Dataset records
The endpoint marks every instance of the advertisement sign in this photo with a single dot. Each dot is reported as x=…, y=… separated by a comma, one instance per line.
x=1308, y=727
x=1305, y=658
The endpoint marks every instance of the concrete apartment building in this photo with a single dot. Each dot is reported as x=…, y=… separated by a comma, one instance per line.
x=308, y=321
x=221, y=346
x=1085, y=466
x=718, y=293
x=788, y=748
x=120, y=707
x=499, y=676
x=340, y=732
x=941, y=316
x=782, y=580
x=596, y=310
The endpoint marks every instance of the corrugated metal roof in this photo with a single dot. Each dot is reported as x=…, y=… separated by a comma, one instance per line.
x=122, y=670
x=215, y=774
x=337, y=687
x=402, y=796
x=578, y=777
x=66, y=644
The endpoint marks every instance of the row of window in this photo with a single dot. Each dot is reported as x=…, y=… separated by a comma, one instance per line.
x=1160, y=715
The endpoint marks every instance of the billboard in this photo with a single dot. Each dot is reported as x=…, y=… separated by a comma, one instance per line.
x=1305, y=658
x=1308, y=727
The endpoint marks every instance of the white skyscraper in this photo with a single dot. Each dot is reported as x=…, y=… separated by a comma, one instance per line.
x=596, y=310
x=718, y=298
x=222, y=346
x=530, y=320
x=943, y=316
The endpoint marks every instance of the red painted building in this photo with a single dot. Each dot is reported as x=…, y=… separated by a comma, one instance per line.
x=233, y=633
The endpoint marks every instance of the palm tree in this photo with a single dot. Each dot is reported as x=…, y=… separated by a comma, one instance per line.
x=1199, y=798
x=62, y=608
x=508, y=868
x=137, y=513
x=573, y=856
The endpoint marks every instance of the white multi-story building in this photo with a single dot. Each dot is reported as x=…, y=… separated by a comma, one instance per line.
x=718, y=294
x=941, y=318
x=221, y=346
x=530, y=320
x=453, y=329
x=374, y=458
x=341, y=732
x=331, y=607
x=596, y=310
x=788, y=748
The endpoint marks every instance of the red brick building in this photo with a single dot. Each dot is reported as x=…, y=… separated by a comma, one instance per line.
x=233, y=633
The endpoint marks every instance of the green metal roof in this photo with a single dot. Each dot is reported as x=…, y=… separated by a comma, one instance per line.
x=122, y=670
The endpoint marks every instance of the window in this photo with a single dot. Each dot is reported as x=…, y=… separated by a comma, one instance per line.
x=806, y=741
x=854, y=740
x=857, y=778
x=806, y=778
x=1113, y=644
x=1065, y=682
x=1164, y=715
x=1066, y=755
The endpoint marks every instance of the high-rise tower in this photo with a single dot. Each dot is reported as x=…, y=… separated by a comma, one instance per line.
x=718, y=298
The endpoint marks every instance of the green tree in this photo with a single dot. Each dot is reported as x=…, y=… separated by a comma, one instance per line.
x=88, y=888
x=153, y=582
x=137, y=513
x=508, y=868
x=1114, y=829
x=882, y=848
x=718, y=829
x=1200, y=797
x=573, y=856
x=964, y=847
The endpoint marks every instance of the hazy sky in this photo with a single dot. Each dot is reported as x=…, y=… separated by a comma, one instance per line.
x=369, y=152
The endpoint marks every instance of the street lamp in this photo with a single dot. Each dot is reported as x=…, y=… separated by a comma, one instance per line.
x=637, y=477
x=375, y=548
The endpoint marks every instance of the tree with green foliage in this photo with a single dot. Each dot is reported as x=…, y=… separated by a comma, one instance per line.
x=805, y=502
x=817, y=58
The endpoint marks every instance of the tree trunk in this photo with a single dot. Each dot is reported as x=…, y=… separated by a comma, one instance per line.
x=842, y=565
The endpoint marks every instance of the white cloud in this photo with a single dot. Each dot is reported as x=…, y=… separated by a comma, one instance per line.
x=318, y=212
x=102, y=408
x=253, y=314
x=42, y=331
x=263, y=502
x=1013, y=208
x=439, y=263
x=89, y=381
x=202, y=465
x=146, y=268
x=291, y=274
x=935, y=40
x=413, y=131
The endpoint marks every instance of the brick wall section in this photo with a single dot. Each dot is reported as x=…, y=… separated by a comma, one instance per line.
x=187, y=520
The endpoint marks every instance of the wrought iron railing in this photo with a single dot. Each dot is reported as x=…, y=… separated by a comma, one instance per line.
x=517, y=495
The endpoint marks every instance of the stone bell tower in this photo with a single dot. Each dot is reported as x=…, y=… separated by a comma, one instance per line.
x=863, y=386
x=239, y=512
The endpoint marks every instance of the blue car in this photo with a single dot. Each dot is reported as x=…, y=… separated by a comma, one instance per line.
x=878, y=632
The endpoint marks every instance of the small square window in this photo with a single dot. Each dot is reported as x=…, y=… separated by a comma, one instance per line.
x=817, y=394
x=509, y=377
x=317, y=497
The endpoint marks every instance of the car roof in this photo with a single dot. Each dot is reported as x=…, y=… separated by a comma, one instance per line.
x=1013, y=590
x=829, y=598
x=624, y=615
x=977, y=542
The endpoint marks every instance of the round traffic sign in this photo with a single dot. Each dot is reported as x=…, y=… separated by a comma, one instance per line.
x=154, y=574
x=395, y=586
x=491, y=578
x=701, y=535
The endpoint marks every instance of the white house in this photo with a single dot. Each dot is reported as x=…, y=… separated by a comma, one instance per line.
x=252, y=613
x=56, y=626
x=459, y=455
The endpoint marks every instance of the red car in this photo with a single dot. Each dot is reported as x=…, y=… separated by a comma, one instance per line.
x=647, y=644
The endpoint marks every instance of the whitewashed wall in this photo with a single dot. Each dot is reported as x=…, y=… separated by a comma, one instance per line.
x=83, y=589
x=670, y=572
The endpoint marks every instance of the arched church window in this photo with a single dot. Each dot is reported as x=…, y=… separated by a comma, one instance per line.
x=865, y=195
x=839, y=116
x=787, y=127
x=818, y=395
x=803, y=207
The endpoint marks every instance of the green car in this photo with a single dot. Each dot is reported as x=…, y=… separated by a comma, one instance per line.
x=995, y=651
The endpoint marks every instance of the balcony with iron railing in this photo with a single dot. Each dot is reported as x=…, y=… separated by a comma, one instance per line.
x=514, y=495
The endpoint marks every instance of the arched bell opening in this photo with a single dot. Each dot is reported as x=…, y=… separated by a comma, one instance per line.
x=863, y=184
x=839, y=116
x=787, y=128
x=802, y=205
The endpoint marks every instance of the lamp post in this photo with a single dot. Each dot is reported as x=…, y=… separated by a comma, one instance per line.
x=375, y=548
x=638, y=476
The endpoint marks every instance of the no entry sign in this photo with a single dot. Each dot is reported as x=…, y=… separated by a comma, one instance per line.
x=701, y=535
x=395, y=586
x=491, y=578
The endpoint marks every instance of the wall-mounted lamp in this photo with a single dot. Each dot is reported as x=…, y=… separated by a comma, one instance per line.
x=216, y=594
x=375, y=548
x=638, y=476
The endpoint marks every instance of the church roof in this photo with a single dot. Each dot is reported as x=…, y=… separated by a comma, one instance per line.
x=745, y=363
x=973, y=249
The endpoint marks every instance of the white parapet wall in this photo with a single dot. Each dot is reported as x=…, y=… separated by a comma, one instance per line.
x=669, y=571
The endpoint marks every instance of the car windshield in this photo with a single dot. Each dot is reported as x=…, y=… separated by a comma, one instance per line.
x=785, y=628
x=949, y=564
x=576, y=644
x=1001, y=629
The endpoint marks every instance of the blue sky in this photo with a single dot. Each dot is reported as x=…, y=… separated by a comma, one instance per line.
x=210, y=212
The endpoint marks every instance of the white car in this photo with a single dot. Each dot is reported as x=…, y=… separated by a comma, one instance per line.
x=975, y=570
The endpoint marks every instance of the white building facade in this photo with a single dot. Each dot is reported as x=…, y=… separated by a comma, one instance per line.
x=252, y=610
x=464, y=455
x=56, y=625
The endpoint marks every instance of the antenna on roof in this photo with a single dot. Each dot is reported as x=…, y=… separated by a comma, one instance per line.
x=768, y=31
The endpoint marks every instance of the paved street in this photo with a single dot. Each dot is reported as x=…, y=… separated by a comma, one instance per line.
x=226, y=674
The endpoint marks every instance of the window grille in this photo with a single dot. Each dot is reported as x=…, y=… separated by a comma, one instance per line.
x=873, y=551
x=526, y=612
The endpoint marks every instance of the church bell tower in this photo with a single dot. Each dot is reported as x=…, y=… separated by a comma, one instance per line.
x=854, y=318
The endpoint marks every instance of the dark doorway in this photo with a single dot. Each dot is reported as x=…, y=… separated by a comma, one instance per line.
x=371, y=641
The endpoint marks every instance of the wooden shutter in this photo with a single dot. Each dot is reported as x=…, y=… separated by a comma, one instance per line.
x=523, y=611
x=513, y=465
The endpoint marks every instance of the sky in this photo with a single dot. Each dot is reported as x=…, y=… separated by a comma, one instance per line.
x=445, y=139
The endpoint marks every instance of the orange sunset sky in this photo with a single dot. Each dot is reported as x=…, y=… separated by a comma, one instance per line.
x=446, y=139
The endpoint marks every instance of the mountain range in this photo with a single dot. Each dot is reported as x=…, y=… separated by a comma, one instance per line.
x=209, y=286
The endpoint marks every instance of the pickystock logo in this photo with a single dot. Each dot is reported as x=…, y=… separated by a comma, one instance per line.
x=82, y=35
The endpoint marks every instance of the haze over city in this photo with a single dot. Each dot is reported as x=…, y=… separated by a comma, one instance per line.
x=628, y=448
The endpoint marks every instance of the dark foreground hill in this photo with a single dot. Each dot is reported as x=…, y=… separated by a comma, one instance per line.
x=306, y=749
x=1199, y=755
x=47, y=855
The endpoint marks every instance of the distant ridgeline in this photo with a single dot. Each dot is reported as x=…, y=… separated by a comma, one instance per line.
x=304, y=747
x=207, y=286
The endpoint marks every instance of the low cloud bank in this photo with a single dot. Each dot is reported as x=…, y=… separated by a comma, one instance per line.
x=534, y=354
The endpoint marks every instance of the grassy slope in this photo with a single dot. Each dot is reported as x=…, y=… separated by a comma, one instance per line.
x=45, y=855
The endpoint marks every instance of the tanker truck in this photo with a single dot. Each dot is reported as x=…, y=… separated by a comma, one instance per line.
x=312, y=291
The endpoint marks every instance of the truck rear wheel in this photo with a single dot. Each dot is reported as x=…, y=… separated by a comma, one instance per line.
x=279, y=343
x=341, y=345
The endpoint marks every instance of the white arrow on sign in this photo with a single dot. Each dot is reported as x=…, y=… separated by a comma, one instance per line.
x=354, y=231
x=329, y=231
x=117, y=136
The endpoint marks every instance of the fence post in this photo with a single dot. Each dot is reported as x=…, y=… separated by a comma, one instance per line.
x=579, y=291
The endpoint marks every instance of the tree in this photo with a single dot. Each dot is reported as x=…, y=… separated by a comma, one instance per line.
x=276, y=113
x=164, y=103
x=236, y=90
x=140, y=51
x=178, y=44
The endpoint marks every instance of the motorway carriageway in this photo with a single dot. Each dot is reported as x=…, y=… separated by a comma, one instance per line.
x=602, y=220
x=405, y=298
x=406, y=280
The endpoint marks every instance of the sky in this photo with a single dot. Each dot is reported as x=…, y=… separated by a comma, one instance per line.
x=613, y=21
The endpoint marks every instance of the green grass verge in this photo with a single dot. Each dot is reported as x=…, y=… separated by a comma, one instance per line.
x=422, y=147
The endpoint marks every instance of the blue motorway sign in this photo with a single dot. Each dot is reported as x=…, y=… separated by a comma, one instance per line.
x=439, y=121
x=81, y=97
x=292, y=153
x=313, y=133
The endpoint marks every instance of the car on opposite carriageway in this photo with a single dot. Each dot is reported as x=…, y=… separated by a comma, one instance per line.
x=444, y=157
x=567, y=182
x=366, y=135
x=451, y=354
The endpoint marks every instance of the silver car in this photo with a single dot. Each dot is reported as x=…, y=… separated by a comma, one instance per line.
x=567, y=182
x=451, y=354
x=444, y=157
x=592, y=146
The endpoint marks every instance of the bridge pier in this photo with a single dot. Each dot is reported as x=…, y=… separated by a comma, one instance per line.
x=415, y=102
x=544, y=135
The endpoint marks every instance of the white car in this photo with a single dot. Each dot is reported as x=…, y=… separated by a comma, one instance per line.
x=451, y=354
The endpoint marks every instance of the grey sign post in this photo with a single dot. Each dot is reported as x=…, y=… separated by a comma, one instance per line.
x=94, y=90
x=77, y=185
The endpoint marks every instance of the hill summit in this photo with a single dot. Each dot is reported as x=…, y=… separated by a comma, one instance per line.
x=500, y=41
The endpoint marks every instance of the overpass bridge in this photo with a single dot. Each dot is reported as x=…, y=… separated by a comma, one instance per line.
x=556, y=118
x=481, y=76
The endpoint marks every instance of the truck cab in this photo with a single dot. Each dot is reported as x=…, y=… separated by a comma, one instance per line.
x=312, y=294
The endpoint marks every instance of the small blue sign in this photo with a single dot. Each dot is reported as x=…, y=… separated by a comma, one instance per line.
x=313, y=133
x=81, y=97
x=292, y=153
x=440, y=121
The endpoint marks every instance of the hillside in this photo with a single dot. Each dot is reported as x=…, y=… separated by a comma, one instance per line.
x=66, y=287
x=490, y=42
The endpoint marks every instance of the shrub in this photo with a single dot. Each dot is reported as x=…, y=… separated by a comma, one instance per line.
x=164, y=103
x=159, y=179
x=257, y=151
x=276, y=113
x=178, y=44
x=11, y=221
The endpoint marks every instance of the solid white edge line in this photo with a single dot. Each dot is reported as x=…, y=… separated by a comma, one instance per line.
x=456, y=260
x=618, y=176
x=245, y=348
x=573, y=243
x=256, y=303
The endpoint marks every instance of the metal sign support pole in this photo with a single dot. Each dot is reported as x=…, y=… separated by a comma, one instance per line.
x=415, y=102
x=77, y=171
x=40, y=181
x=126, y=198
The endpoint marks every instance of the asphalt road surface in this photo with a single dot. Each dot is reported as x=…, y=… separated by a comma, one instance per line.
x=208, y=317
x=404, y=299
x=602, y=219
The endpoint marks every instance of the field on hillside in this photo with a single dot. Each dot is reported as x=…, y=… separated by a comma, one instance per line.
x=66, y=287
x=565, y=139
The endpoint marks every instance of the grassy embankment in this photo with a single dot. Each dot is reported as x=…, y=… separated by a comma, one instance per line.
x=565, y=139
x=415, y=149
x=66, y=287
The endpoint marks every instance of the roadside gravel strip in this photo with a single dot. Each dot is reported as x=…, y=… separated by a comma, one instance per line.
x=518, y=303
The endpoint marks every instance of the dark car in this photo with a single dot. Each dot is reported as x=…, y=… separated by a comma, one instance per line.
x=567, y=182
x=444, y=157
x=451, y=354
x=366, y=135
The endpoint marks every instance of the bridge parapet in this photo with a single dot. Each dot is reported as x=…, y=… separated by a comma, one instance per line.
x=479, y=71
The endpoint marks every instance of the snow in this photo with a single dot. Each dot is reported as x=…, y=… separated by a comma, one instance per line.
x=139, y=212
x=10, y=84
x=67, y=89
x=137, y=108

EXERCISE REQUIREMENTS:
Extract everything in the data from the line that contains "The endpoint marks every instance of the green tree" down to the line that contains "x=718, y=829", inclusive, and repeat those lines verbatim.

RESPONSE:
The endpoint marks every instance of the green tree in this photo with a single dot. Each dot is reported as x=…, y=… separated by a comma, one instance per line.
x=88, y=888
x=153, y=582
x=137, y=513
x=508, y=868
x=1114, y=829
x=882, y=848
x=718, y=829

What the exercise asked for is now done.